» **MATERIAL**
******************************

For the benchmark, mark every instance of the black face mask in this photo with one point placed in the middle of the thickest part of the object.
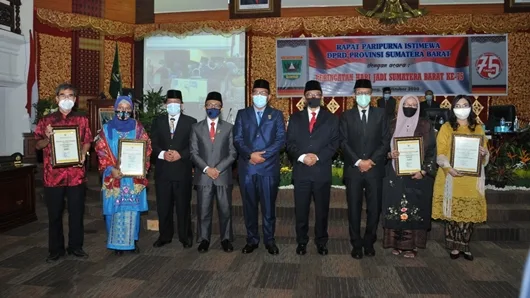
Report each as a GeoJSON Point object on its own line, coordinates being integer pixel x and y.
{"type": "Point", "coordinates": [122, 115]}
{"type": "Point", "coordinates": [409, 112]}
{"type": "Point", "coordinates": [313, 102]}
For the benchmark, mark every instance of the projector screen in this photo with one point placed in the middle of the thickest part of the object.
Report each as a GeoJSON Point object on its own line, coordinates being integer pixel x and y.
{"type": "Point", "coordinates": [196, 65]}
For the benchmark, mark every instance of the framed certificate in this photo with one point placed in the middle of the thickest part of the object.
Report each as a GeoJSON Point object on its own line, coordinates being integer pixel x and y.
{"type": "Point", "coordinates": [65, 145]}
{"type": "Point", "coordinates": [410, 155]}
{"type": "Point", "coordinates": [131, 157]}
{"type": "Point", "coordinates": [465, 154]}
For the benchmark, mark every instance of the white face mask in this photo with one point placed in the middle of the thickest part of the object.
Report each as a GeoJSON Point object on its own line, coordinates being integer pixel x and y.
{"type": "Point", "coordinates": [462, 113]}
{"type": "Point", "coordinates": [66, 104]}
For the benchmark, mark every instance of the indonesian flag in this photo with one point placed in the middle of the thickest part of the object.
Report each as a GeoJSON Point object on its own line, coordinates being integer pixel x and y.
{"type": "Point", "coordinates": [33, 86]}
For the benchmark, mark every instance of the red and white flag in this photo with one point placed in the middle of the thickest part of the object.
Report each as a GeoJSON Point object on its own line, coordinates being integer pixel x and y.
{"type": "Point", "coordinates": [33, 86]}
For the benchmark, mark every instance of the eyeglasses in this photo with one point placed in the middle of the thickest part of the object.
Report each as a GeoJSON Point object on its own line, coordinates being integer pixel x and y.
{"type": "Point", "coordinates": [461, 106]}
{"type": "Point", "coordinates": [213, 106]}
{"type": "Point", "coordinates": [313, 95]}
{"type": "Point", "coordinates": [66, 96]}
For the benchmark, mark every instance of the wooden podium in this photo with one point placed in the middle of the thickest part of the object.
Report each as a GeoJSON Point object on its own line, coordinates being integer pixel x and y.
{"type": "Point", "coordinates": [17, 198]}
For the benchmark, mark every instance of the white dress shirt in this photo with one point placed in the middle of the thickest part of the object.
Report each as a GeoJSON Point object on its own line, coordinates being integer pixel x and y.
{"type": "Point", "coordinates": [367, 109]}
{"type": "Point", "coordinates": [210, 121]}
{"type": "Point", "coordinates": [172, 129]}
{"type": "Point", "coordinates": [310, 114]}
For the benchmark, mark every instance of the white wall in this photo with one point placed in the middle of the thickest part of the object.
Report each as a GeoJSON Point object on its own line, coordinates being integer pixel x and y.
{"type": "Point", "coordinates": [167, 6]}
{"type": "Point", "coordinates": [14, 120]}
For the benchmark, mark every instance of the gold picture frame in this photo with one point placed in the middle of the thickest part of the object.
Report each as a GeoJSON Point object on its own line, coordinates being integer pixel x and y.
{"type": "Point", "coordinates": [127, 162]}
{"type": "Point", "coordinates": [515, 6]}
{"type": "Point", "coordinates": [413, 141]}
{"type": "Point", "coordinates": [477, 167]}
{"type": "Point", "coordinates": [62, 141]}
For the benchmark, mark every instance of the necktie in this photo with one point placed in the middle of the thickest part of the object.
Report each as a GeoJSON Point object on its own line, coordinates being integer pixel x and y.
{"type": "Point", "coordinates": [172, 126]}
{"type": "Point", "coordinates": [260, 114]}
{"type": "Point", "coordinates": [312, 121]}
{"type": "Point", "coordinates": [212, 131]}
{"type": "Point", "coordinates": [363, 120]}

******************************

» **SET EXERCISE**
Reproduce, word for word, the stretch of lines from the one containing "For the benchmark, mark every instance of the gold" through the last line above.

» **CORRECT RESPONSE**
For the benchmark, mark every instance of the gold picture frame in this photo with one point placed in the middle of the thickest part of the object.
Report each as a GeoJSON Point object on its own line, coordinates being integer pixel x and y.
{"type": "Point", "coordinates": [127, 162]}
{"type": "Point", "coordinates": [515, 6]}
{"type": "Point", "coordinates": [413, 141]}
{"type": "Point", "coordinates": [477, 167]}
{"type": "Point", "coordinates": [62, 141]}
For the benchmark, mark every instance of the necktie in this photo with one point placed in the middle of the thickest part of the object.
Report each as a GeoJSON Point object on its own line, coordinates being integer pixel x and y.
{"type": "Point", "coordinates": [172, 126]}
{"type": "Point", "coordinates": [260, 114]}
{"type": "Point", "coordinates": [312, 121]}
{"type": "Point", "coordinates": [212, 131]}
{"type": "Point", "coordinates": [363, 120]}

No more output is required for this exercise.